Stored rows:
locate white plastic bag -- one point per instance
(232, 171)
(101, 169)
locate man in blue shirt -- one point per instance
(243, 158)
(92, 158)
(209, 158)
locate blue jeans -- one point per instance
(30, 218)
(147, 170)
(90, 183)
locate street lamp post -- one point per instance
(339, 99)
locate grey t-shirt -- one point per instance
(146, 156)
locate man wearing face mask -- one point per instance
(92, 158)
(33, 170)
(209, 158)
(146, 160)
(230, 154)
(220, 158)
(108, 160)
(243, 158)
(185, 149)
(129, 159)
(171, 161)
--
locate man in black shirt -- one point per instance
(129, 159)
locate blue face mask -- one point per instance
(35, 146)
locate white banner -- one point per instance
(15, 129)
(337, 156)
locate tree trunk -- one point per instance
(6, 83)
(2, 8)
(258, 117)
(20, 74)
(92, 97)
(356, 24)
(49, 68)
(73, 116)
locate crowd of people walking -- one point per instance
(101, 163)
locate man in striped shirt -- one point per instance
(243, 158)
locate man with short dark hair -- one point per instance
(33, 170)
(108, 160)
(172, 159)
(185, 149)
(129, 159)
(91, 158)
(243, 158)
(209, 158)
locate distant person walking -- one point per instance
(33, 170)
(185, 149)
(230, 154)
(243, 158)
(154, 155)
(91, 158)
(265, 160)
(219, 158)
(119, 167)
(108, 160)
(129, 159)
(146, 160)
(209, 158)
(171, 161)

Challenge: Locate every line in the records above that contains the string "walking" and copy each such line in full. The match is case-sensitive.

Exercise output:
locate crowd of people walking -- one point per instance
locate distant person walking -- one point per instance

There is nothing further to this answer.